***** Selected excerpt

How to Choose Options for an Ultralightweight Chair

Of all the consumer groups in the industry, is there a tighter community than ultralightweight chair users? Active, vibrant and expressive, this group is known for customizing their chairs to fit their lifestyles — and for considering their chairs to be extensions of their souls and personalities.

While clinicians and providers tend to focus on frames, seating and backs while matching a consumer to the best ultralight chair, this segment boasts a diverse aftermarket of options. Like seat cushions and backs, these ultralight options can make a big difference in propulsion efficiency, comfort and the overall riding experience.


Sure, they can be flashy, but wheels can also have a huge impact on an ultralight’s performance.

For ultralight usage, the goal of a wheel is to be very lightweight to facilitate efficient propulsion by the consumer, while also being very strong. Wheels can also play a role in how much vibration is transmitted from the ground to the consumer, which is important because cumulative vibration or shock can lead to discomfort, increased pain or fatigue for the chair user.

Wheel designs vary greatly and include traditional spoked and composite (molded) designs. Among composite wheels’ claims to fame is ease of maintenance; it generally doesn’t need to be adjusted or trued, as a spoked wheel does. But the same flexibility that can require a spoked wheel to be periodically adjusted can also produce a smoother ride. Spoked wheels have also traditionally weighed less than composite wheels.

Even among spoked wheels, designs vary greatly. Wheels with fewer or strategically placed spokes can make it easier for consumers to reach through to access underneath their chairs, while larger numbers of spokes can provide greater protection for the wheel.

**********
***** The data

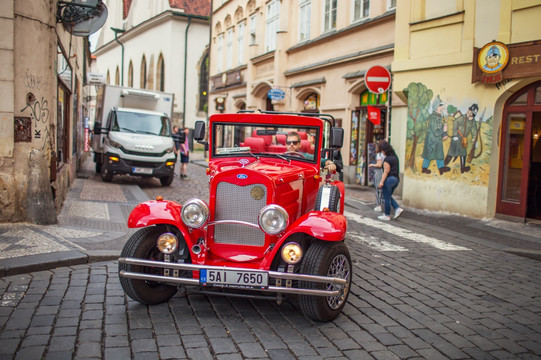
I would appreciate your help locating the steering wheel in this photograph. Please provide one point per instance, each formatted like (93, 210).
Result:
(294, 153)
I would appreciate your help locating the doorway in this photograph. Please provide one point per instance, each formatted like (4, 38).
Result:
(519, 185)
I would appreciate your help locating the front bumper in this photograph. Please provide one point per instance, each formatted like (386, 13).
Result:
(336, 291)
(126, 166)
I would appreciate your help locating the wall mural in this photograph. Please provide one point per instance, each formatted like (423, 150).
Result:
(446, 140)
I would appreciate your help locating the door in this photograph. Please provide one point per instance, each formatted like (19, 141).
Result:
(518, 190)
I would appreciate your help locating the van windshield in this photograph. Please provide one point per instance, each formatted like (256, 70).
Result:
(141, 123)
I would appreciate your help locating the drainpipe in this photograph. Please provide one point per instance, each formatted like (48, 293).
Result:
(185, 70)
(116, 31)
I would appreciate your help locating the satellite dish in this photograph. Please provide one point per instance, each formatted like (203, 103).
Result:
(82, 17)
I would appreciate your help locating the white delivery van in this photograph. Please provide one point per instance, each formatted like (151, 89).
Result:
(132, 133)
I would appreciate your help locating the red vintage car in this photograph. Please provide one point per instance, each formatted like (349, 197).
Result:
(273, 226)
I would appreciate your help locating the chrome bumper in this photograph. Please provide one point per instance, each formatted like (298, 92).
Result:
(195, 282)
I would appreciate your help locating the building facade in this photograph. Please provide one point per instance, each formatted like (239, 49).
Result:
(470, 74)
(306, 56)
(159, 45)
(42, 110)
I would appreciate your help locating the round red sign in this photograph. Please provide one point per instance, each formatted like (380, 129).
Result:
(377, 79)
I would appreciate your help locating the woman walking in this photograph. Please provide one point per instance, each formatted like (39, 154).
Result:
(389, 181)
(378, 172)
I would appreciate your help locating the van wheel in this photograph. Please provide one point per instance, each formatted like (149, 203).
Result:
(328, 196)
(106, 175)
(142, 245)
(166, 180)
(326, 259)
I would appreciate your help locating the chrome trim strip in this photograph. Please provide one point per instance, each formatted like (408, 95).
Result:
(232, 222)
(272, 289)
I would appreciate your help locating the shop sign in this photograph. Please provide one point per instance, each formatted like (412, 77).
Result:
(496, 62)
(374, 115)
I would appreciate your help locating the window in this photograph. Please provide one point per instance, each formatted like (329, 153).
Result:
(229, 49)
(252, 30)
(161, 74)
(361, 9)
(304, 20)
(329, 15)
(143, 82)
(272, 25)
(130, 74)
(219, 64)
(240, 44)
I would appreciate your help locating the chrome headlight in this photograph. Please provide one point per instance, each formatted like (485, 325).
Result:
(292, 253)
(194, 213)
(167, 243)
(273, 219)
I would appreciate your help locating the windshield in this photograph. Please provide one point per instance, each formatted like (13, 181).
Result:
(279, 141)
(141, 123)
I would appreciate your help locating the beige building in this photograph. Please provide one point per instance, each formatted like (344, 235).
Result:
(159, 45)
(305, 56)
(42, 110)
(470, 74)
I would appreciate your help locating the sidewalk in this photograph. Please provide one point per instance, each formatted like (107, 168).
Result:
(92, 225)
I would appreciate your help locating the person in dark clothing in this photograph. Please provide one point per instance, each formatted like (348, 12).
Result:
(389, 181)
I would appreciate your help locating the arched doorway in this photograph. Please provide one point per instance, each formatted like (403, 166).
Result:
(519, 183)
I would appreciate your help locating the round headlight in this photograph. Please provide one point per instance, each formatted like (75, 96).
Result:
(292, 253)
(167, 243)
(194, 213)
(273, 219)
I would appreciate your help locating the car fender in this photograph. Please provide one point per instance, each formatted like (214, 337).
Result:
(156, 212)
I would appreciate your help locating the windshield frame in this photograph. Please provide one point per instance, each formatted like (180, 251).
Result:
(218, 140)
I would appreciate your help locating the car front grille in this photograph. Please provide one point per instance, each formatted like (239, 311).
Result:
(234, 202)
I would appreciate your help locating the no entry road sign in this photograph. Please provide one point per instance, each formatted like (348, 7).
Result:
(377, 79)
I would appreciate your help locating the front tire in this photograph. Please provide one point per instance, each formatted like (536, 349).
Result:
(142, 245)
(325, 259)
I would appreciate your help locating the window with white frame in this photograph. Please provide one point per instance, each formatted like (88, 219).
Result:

**********

Assignment
Reproduce, word for word, the portion of the text on ultralightweight chair options that begins with the words "For ultralight usage, the" and ends after the words "the chair user.".

Written solution
For ultralight usage, the goal of a wheel is to be very lightweight to facilitate efficient propulsion by the consumer, while also being very strong. Wheels can also play a role in how much vibration is transmitted from the ground to the consumer, which is important because cumulative vibration or shock can lead to discomfort, increased pain or fatigue for the chair user.